GOAL OF THE EXERCISE:
An exact restatement of the entire listing is needed, excluding all images.

◇ ◇ ◇ ◇

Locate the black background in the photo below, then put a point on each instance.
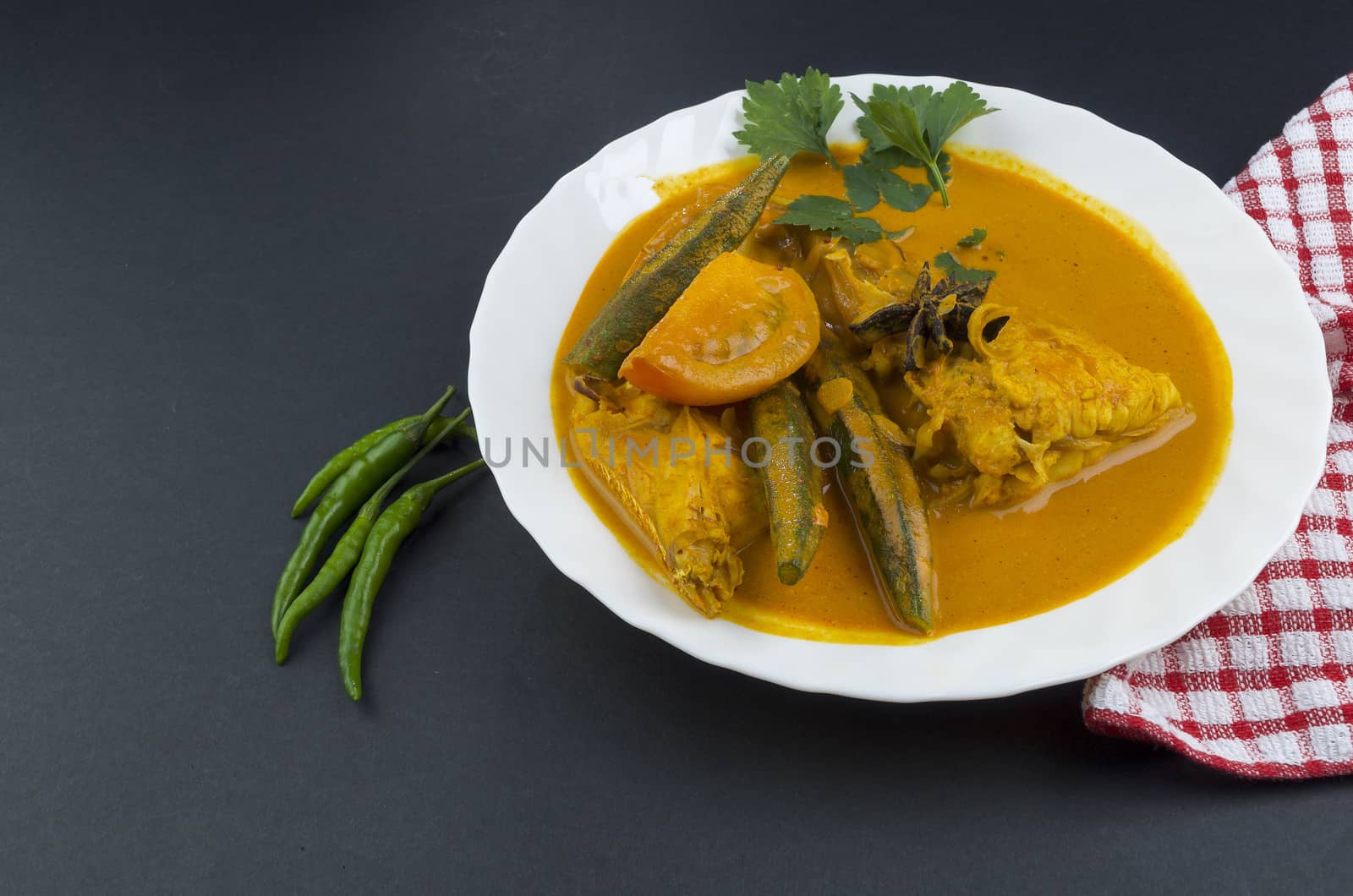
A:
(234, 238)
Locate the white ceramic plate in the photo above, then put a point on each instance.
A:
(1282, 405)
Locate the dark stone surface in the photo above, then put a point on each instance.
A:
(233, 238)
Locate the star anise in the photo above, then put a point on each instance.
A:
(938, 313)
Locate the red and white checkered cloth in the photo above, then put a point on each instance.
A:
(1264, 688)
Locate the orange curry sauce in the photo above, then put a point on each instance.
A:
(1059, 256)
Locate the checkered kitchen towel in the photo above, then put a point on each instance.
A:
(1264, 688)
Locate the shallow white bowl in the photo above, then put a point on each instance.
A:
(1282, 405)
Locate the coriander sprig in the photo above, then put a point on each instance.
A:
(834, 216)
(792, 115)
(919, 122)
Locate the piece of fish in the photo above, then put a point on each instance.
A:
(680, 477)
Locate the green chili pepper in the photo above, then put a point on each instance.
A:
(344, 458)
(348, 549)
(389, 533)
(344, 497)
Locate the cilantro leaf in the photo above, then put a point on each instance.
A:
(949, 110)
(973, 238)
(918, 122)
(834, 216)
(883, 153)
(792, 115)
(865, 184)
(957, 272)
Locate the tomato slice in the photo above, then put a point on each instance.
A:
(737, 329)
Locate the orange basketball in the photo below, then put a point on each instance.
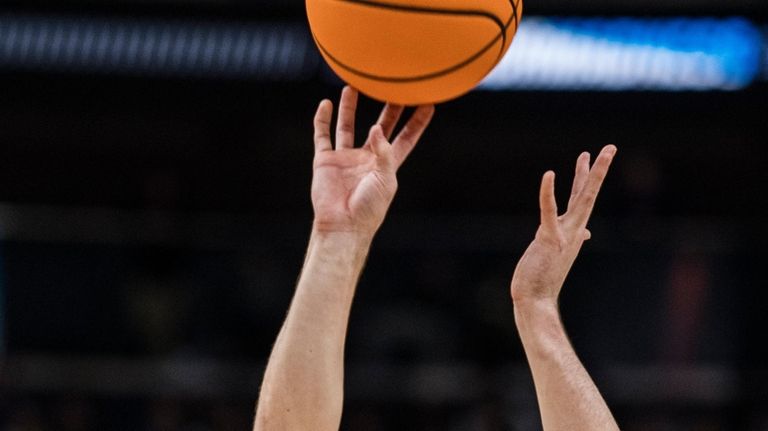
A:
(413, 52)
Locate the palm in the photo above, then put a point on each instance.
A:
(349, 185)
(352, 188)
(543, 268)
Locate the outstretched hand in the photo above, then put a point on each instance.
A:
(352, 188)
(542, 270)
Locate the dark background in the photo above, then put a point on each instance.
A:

◇ ◇ ◇ ◇

ANSWER TO THE EXERCISE:
Locate the black background in the photo below, then put a point on each instance.
A:
(234, 238)
Locate the white ceramic plate in the photo above, then put a point on each instance.
A:
(1282, 405)
Locate the dark stone surface in the photo above, then put a point on each instance.
A:
(233, 238)
Locate the star anise in the photo above, then put a point on each instance.
A:
(938, 313)
Locate the red and white checkered cloth in the photo above, then put a point on each instance.
A:
(1264, 688)
Locate the orange curry sauce in the photo above, then put a point on each instance.
A:
(1059, 256)
Locate the checkered kitchen towel in the photo above, then put a point on each instance.
A:
(1264, 688)
Locate the shallow white bowl in the photo above, then put a point on each instance.
A:
(1282, 405)
Locate the coriander sprig in the photo above, then put a point on each instance.
A:
(834, 216)
(792, 115)
(919, 122)
Locate the piece of fish in the photo above, then put a point on each instance.
A:
(680, 477)
Locate the green chili pepper in the photo above, then put a point on each instance.
A:
(344, 458)
(348, 549)
(389, 533)
(344, 497)
Locate the cilantro leaf in the photo above, then put a point on each instance.
A:
(949, 110)
(973, 238)
(918, 122)
(834, 216)
(883, 153)
(792, 115)
(865, 184)
(957, 272)
Locate the tomato slice in the photo above, then put a point on each instance.
A:
(737, 329)
Locate the orange basketball in the photo below, then put a point on each instance.
A:
(413, 52)
Locate the palm in the photo above, then put a point on each instance.
A:
(349, 185)
(352, 188)
(543, 268)
Locate the outstretched hand in the photo above, then put a point on each instance.
A:
(352, 188)
(542, 270)
Locate the dark background in the photo above, then put a point on each instance.
A:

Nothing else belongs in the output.